■ Instructions for the task:
Please print every record that follows, keeping each one exactly as it is.

■ Source data:
|---|

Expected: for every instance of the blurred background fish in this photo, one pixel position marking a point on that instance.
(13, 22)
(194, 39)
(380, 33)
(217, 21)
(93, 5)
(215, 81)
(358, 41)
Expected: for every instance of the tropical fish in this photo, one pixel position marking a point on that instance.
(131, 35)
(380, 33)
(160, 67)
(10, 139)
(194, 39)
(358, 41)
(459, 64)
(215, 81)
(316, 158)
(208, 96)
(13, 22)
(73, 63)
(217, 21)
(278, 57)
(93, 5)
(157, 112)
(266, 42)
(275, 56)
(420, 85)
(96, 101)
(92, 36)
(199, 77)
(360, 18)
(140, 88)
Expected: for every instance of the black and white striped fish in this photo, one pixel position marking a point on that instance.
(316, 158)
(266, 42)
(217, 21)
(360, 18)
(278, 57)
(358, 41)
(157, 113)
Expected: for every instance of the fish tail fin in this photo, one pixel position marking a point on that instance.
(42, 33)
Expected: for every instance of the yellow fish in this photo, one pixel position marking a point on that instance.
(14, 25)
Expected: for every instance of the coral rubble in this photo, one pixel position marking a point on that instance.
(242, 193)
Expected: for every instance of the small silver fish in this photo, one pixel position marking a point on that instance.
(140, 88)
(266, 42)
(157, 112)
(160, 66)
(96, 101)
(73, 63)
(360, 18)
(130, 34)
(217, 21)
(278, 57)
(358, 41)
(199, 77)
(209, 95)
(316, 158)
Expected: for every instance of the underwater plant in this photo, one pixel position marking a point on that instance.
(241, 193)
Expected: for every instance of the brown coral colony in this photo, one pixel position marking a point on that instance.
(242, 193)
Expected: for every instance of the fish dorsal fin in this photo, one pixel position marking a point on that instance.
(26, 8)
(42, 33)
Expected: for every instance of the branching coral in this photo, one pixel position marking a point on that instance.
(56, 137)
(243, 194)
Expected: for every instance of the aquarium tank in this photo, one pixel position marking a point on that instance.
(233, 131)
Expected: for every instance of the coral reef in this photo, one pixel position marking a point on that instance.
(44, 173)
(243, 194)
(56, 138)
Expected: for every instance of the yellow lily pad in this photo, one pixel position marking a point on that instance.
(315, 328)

|---|

■ Exercise response:
Expected: for every instance of the blurred background fish in this photo, one pixel position marking a point on that instance.
(13, 22)
(194, 39)
(380, 33)
(217, 21)
(93, 5)
(215, 81)
(358, 41)
Expected: for every instance of the tropical fish in this photo, one pixel position marking a point on that instance.
(131, 35)
(380, 33)
(160, 67)
(10, 139)
(194, 39)
(358, 41)
(459, 64)
(215, 81)
(316, 158)
(208, 96)
(13, 22)
(73, 63)
(217, 21)
(278, 57)
(93, 5)
(157, 112)
(266, 42)
(275, 56)
(420, 85)
(96, 101)
(92, 36)
(199, 77)
(360, 18)
(140, 88)
Expected: for every instance of the black and white striped fish in this photo, one pixel position marking a point on that instance.
(316, 158)
(266, 42)
(217, 21)
(360, 18)
(278, 57)
(358, 41)
(157, 113)
Expected: for every instance of the fish tail fin in this photo, one pixel position marking a point on that instance.
(42, 33)
Expected: for every instance of the yellow fish in this photo, one pixel position marking a point on that instance.
(14, 25)
Expected: for every instance of the coral rubble in this photo, one pixel position marking a point on that instance.
(242, 193)
Expected: for every instance of the small silver fish in this photo, one pixel position marking a point on that instance.
(140, 88)
(266, 42)
(157, 112)
(160, 66)
(96, 101)
(73, 63)
(360, 18)
(130, 34)
(217, 21)
(278, 57)
(358, 41)
(199, 77)
(209, 95)
(316, 158)
Expected: for every instance of the underwater plant in this photo, one pixel position marking a point on that instance.
(241, 193)
Expected: for every instance of the brown coral colony in this photo, one pixel position marking a point on that instance.
(242, 193)
Expected: for every instance of the fish dorsal fin in this photo, one pixel position marking a point on that instance.
(26, 8)
(42, 33)
Expected: for every instance of the branching coral in this photo, one pixel position marking a point on that instance.
(56, 137)
(243, 194)
Expected: for every instance of the aquarium tank in this photo, one pixel position marking a point on that instance.
(233, 131)
Expected: for every instance of the coral reef in this photo, one pixel position marking a point on that instance.
(44, 173)
(243, 194)
(56, 138)
Expected: for every instance of the yellow lily pad in this photo, one pixel position marking a point on that instance.
(315, 328)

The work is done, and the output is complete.